• _WORK TASK_
Each entry, from beginning to end, is to be transcribed verbatim.

Natural-language object grounding data

------------------------------------------------

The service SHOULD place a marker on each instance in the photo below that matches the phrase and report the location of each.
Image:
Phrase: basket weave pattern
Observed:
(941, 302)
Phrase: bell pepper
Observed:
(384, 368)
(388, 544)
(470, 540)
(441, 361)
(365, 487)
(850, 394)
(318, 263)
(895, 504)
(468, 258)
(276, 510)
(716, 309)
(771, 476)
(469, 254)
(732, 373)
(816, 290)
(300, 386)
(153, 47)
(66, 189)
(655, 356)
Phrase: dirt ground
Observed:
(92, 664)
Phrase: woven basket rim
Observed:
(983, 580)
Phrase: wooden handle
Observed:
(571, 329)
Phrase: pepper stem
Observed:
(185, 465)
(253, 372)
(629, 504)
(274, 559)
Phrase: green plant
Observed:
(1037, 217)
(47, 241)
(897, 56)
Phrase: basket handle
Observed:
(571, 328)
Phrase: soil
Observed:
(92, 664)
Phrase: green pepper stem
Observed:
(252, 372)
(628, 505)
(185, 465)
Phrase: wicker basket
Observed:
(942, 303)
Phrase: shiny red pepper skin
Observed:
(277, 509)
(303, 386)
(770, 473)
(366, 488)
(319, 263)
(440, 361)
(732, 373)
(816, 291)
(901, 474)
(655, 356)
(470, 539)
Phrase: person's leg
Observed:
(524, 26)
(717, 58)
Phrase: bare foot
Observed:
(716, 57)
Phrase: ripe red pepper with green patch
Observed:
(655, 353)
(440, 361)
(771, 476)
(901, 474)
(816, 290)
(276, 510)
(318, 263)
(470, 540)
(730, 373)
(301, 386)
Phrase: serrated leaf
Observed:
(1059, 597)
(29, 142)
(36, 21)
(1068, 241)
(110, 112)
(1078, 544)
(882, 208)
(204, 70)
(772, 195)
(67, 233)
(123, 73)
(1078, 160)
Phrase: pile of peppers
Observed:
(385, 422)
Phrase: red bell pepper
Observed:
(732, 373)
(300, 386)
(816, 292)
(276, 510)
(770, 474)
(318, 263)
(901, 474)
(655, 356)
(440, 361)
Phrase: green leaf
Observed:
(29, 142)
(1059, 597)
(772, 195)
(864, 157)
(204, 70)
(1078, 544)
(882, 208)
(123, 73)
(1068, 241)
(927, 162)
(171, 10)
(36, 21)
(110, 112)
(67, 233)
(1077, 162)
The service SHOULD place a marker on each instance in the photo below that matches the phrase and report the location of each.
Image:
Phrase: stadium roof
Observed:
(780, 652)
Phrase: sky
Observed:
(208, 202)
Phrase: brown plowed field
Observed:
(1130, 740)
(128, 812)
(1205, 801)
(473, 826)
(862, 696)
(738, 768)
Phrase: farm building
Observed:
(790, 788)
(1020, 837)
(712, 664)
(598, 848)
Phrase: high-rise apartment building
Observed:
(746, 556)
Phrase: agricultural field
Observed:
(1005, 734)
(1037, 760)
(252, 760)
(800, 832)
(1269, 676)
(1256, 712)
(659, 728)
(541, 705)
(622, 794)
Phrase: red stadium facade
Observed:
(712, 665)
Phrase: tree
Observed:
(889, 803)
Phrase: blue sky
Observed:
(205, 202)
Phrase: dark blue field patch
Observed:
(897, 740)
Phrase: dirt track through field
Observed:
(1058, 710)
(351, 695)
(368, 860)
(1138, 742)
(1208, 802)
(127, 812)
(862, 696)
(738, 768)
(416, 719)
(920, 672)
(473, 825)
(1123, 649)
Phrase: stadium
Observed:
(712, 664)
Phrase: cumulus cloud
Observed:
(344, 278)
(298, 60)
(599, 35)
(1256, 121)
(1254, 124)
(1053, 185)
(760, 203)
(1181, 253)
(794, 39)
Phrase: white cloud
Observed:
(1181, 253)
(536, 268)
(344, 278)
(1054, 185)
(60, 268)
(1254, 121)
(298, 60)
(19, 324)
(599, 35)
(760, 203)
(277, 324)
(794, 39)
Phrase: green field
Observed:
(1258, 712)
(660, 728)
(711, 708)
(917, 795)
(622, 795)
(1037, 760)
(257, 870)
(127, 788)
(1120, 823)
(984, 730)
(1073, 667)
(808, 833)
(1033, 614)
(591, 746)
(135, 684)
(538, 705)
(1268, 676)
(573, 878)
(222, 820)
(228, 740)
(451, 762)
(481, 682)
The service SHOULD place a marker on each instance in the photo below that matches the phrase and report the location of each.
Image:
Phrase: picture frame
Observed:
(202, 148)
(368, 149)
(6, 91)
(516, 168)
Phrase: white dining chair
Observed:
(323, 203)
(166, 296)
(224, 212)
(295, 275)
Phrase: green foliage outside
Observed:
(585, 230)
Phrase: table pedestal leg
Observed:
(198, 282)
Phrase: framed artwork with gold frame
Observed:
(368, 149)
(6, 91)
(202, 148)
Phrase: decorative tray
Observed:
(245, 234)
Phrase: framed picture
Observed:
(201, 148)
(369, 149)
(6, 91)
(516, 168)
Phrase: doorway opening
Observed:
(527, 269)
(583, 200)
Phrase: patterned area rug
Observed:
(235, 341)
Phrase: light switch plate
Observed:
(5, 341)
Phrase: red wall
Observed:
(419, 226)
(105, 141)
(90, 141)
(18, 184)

------------------------------------------------

• _TASK RESULT_
The service SHOULD place a marker on each instance in the photo below that matches the phrase and report the location of each.
Image:
Phrase: basket weave pattern
Observed:
(941, 302)
Phrase: bell pepper
Observed:
(384, 368)
(388, 544)
(470, 540)
(441, 361)
(365, 487)
(850, 394)
(318, 263)
(895, 504)
(468, 258)
(276, 510)
(716, 309)
(771, 476)
(469, 254)
(732, 373)
(816, 290)
(300, 386)
(153, 47)
(66, 189)
(655, 356)
Phrase: dirt ground
Observed:
(92, 664)
Phrase: woven basket rim
Observed:
(983, 580)
Phrase: wooden handle
Observed:
(571, 329)
Phrase: pepper stem
Observed:
(185, 465)
(253, 372)
(629, 504)
(274, 559)
Phrase: green plant
Observed:
(1037, 217)
(47, 241)
(897, 56)
Phrase: basket handle
Observed:
(571, 328)
Phrase: soil
Observed:
(92, 664)
Phrase: green pepper stem
Observed:
(252, 372)
(628, 505)
(185, 465)
Phrase: wicker basket
Observed:
(942, 303)
Phrase: shiny red pepper skin
Observed:
(277, 509)
(303, 386)
(770, 473)
(366, 488)
(319, 263)
(440, 361)
(732, 373)
(816, 291)
(901, 474)
(655, 356)
(470, 539)
Phrase: person's leg
Observed:
(524, 26)
(717, 58)
Phrase: bare foot
Observed:
(716, 57)
Phrase: ripe red pepper with green patch
Observed:
(655, 353)
(440, 361)
(771, 476)
(901, 474)
(816, 290)
(276, 510)
(318, 263)
(470, 540)
(730, 373)
(301, 386)
Phrase: serrated leaf
Observed:
(1059, 597)
(29, 142)
(36, 21)
(1068, 241)
(110, 112)
(1078, 544)
(882, 208)
(204, 70)
(772, 195)
(67, 233)
(123, 73)
(1078, 160)
Phrase: pile of peppers
Observed:
(385, 422)
Phrase: red bell pepper
Observed:
(732, 373)
(300, 386)
(816, 292)
(276, 510)
(770, 474)
(318, 263)
(901, 474)
(655, 356)
(440, 361)
Phrase: green leaf
Observed:
(29, 142)
(1059, 597)
(772, 195)
(864, 157)
(204, 70)
(1078, 544)
(882, 208)
(123, 73)
(1068, 241)
(927, 162)
(171, 10)
(36, 21)
(110, 112)
(67, 233)
(1077, 162)
The service SHOULD place a marker on each instance in the photo below that matches the phrase and report the location of each.
Image:
Phrase: stadium roof
Observed:
(780, 652)
Phrase: sky
Observed:
(208, 202)
Phrase: brown plowed field
Observed:
(1130, 740)
(128, 812)
(1205, 801)
(473, 826)
(862, 696)
(738, 768)
Phrase: farm building
Observed:
(790, 788)
(1020, 837)
(712, 664)
(598, 848)
Phrase: high-rise apartment building
Observed:
(746, 556)
Phrase: agricultural field
Observed:
(1005, 734)
(1037, 760)
(252, 760)
(800, 832)
(1269, 676)
(1256, 712)
(659, 728)
(541, 705)
(622, 794)
Phrase: red stadium facade
Observed:
(712, 665)
Phrase: tree
Observed:
(889, 803)
Phrase: blue sky
Observed:
(205, 202)
Phrase: dark blue field patch
Observed:
(897, 740)
Phrase: dirt track through field
Observed:
(1058, 710)
(351, 695)
(368, 860)
(1138, 742)
(1208, 802)
(127, 812)
(862, 696)
(738, 768)
(416, 719)
(920, 672)
(473, 825)
(1123, 649)
Phrase: stadium
Observed:
(712, 664)
Phrase: cumulus cloud
Observed:
(344, 278)
(298, 60)
(599, 35)
(1256, 121)
(1254, 124)
(1053, 185)
(760, 203)
(1181, 253)
(794, 39)
Phrase: white cloud
Observed:
(1181, 253)
(536, 268)
(344, 278)
(1054, 185)
(60, 268)
(1254, 121)
(298, 60)
(19, 324)
(599, 35)
(760, 203)
(277, 324)
(794, 39)
Phrase: green field
Observed:
(1258, 712)
(660, 728)
(711, 708)
(917, 795)
(622, 795)
(1037, 760)
(257, 870)
(127, 788)
(1120, 823)
(984, 730)
(1073, 667)
(808, 833)
(1033, 614)
(591, 746)
(135, 684)
(538, 705)
(1268, 676)
(573, 878)
(222, 820)
(228, 740)
(451, 762)
(481, 682)
The service SHOULD place a marker on each instance in the photo below that matches the phrase and report the location of each.
Image:
Phrase: picture frame
Observed:
(202, 148)
(368, 149)
(6, 91)
(516, 168)
Phrase: white dining chair
Observed:
(323, 203)
(166, 296)
(224, 212)
(295, 275)
Phrase: green foliage outside
Observed:
(585, 230)
Phrase: table pedestal leg
Observed:
(198, 282)
Phrase: framed artwork with gold frame
Observed:
(368, 149)
(6, 91)
(202, 148)
Phrase: decorative tray
Observed:
(245, 234)
Phrase: framed picture
Observed:
(201, 148)
(369, 149)
(6, 91)
(516, 168)
Phrase: doorway opening
Observed:
(527, 269)
(583, 200)
Phrase: patterned area rug
Observed:
(235, 341)
Phrase: light switch plate
Observed:
(5, 341)
Phrase: red wall
Observed:
(419, 226)
(105, 141)
(90, 141)
(18, 184)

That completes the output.